**Records from a dataset:**
/---
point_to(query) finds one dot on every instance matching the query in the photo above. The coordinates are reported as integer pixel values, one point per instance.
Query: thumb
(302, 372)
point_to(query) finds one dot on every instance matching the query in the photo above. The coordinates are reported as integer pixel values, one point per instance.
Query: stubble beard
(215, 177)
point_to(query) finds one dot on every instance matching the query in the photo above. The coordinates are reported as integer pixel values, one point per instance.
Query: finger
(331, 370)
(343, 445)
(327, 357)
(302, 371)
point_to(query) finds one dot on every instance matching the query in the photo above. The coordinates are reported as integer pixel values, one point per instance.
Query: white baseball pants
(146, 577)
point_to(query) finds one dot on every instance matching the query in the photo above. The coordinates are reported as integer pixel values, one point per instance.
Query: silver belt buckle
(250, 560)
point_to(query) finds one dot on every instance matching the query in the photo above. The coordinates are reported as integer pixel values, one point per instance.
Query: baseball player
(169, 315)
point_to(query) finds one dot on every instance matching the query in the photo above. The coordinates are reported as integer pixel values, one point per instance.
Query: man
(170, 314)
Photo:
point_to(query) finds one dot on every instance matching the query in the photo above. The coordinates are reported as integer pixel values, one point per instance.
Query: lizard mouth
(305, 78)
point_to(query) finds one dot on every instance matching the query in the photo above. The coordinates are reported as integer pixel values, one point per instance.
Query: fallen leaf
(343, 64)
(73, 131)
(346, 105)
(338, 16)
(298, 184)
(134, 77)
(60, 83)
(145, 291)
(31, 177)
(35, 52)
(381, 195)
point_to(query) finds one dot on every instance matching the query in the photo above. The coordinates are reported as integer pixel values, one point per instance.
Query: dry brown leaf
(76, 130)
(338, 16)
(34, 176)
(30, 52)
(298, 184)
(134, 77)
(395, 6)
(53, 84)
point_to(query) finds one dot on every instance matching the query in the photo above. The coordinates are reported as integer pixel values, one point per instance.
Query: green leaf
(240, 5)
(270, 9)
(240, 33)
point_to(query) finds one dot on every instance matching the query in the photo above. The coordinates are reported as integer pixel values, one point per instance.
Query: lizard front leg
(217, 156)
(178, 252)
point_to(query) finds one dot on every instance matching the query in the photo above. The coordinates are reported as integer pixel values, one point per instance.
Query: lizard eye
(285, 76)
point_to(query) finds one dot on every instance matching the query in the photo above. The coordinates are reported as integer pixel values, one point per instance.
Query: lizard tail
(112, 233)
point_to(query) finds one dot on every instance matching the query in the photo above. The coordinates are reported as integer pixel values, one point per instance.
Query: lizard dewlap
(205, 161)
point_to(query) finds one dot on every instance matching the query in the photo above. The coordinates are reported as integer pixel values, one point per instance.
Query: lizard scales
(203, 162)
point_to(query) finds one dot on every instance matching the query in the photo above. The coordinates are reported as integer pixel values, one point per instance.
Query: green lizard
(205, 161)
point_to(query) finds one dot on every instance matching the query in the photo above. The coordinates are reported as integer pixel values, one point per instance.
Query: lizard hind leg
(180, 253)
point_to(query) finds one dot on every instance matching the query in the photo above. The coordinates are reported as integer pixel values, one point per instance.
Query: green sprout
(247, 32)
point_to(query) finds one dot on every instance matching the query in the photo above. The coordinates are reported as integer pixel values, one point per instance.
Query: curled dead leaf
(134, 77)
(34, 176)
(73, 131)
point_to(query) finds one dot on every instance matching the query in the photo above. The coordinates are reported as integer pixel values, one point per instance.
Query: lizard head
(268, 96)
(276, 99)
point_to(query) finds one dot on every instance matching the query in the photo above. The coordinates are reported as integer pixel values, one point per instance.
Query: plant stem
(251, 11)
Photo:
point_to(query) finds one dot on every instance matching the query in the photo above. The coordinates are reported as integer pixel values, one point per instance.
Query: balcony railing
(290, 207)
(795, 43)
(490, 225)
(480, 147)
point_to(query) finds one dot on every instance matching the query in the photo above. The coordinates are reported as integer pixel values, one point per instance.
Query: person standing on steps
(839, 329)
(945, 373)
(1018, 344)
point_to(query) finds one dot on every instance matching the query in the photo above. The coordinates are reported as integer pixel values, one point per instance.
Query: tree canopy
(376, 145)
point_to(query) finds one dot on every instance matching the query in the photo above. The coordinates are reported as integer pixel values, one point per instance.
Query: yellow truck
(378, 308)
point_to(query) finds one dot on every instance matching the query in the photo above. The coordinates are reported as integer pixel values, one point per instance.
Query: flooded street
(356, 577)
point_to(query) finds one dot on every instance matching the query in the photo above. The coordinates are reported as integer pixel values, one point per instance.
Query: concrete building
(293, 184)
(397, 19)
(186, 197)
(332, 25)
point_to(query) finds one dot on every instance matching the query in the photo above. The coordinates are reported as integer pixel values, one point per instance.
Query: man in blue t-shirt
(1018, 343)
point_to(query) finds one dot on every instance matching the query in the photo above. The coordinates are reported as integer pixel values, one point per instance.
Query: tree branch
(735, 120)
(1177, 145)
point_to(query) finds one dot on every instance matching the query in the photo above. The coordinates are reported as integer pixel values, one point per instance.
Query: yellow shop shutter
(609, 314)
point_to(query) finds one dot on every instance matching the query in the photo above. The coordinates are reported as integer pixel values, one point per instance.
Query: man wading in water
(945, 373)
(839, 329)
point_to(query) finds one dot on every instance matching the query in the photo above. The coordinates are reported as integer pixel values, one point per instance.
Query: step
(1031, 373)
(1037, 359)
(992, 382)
\---
Using the entries above, please restate each one word for word.

point_to(query) finds one dot on every instance matching the query in the photo above. The coordinates are reported as integer pixel values, one point per instance.
Query: thumb
(302, 372)
point_to(query) finds one dot on every instance matching the query in the photo above. The coordinates are reported as integer pixel values, one point per instance.
Query: stubble beard
(215, 177)
point_to(query) finds one dot on every instance matching the query in the photo above. The coordinates are reported as integer pixel values, one point per instance.
Query: finger
(331, 370)
(343, 445)
(327, 357)
(302, 371)
point_to(query) finds one dot on every instance matching the query in the photo above. The coordinates are reported as integer pixel values, one point per instance.
Query: white baseball pants
(146, 577)
point_to(query) finds one dot on every instance matching the query in the photo above. The coordinates are reported as integer pixel values, one point per instance.
Query: silver belt buckle
(250, 560)
point_to(query) finds one dot on every instance matching the query in the photo above. The coordinates are reported as integer pixel values, one point per instance.
Query: baseball player
(169, 315)
point_to(query) finds one dot on every instance matching the query in the photo above. The coordinates are reported as integer pixel values, one point per instance.
Query: man
(170, 314)
Photo:
point_to(query) finds one dot on every instance matching the query in the photo above. The coordinates are reported as integer pixel values, one point per instance.
Query: lizard mouth
(305, 78)
point_to(query) finds one dot on every instance matching the query in the photo above. The coordinates are reported as integer pixel values, one point per instance.
Query: fallen leaf
(343, 64)
(73, 131)
(346, 105)
(338, 16)
(298, 184)
(134, 77)
(60, 83)
(145, 291)
(31, 177)
(35, 52)
(381, 195)
point_to(query) finds one dot on every instance matching the query in the photo above. The coordinates are reported as integer pixel values, one point per instance.
Query: dry brown leaf
(76, 130)
(338, 16)
(34, 176)
(30, 52)
(298, 184)
(134, 77)
(395, 6)
(53, 84)
point_to(query) finds one dot on every instance matching the query in the photo above. The coordinates are reported as integer pixel values, one point per instance.
Query: green leaf
(240, 5)
(270, 9)
(240, 33)
point_to(query) finds one dot on every instance matching the query in the photo above. The coordinates are reported as integer pixel values, one point per instance.
Query: lizard front leg
(217, 156)
(178, 252)
point_to(query) finds one dot on every instance matching the query in the photo above. The coordinates are reported as integer pixel values, one point per instance.
Query: lizard eye
(285, 76)
point_to(query) finds one dot on every instance matching the query in the photo above. The coordinates are reported as integer pixel values, one point per instance.
Query: lizard tail
(112, 233)
point_to(query) finds one dot on every instance matching the query in the photo above. The coordinates are reported as integer pixel values, one point per instance.
Query: lizard dewlap
(205, 161)
point_to(query) finds one dot on every instance matching the query in the photo above. The coordinates are reported as integer pixel values, one point per instance.
Query: lizard scales
(203, 162)
point_to(query) finds one dot on every instance matching the query in the photo above. The coordinates are reported as integer pixel values, one point per instance.
Query: green lizard
(205, 161)
point_to(query) finds one dot on every instance matching the query in the photo above. The coordinates are reported as integer pixel values, one point per instance.
Query: lizard hind leg
(180, 253)
point_to(query) finds one dot on every instance matching the query in the photo above. The coordinates are reported as integer pixel values, one point per instance.
Query: green sprout
(247, 32)
point_to(query) finds one dot on every instance matching the query in the photo above. The coordinates are reported as integer pixel values, one point per instance.
Query: curled dead leaf
(134, 77)
(34, 176)
(73, 131)
point_to(query) finds one dot on every instance matching the query in the photo above. The coordinates are reported as integer pixel values, one point per instance.
Query: lizard head
(268, 96)
(276, 99)
point_to(query) finds one dot on every instance matching the query in the photo above. The coordinates are reported as integer pixel values, one point per instance.
Query: plant stem
(251, 11)
Photo:
point_to(query) finds one dot on every instance matching the query in the photo above. The coordinates are reported as integer pixel values, one point per instance.
Query: balcony railing
(290, 207)
(795, 43)
(490, 225)
(480, 147)
point_to(query) finds one dot on every instance matching the query in the photo above. The coordinates are reported as integer pixel values, one point per instance.
Query: person standing on steps
(839, 329)
(945, 373)
(1018, 344)
point_to(query) finds one dot on every instance matching the query in the photo above. The coordinates are reported as integer pixel values, one point per instance.
Query: tree canopy
(376, 145)
point_to(query) finds one dot on every instance matching the query in the photo above. The coordinates are reported as integer pixel values, one point per instance.
Query: yellow truck
(378, 308)
point_to(query) finds one dot on every instance matching the query in the photo above. The coordinates are reported as integer pixel values, one point per instance.
Query: flooded street
(356, 577)
point_to(query) finds one dot on every instance matching the query in the photo above. The coordinates are reported as integer pixel values, one point per instance.
Query: concrete building
(293, 184)
(397, 19)
(186, 197)
(332, 25)
point_to(query) finds one dot on every instance matching the query in the photo above. The coordinates are reported as integer pixel values, one point per instance.
Query: man in blue t-shirt
(1018, 343)
point_to(query) finds one dot on every instance matching the query in the photo above. The coordinates are reported as integer pixel values, one point per instance.
Query: tree branch
(735, 120)
(1177, 145)
point_to(query) finds one dot on every instance matching the query in the photo above. The coordinates are reported as integer pixel values, one point per instance.
Query: yellow shop shutter
(609, 314)
point_to(query) finds one dot on every instance matching the query in the photo above. The coordinates are reported as integer pixel values, one point per instance.
Query: man wading in water
(945, 373)
(839, 329)
point_to(query) finds one dot on every instance matching the query in the photo above. The coordinates are reported as integer pixel values, one point per instance.
Query: step
(1031, 373)
(1037, 359)
(992, 382)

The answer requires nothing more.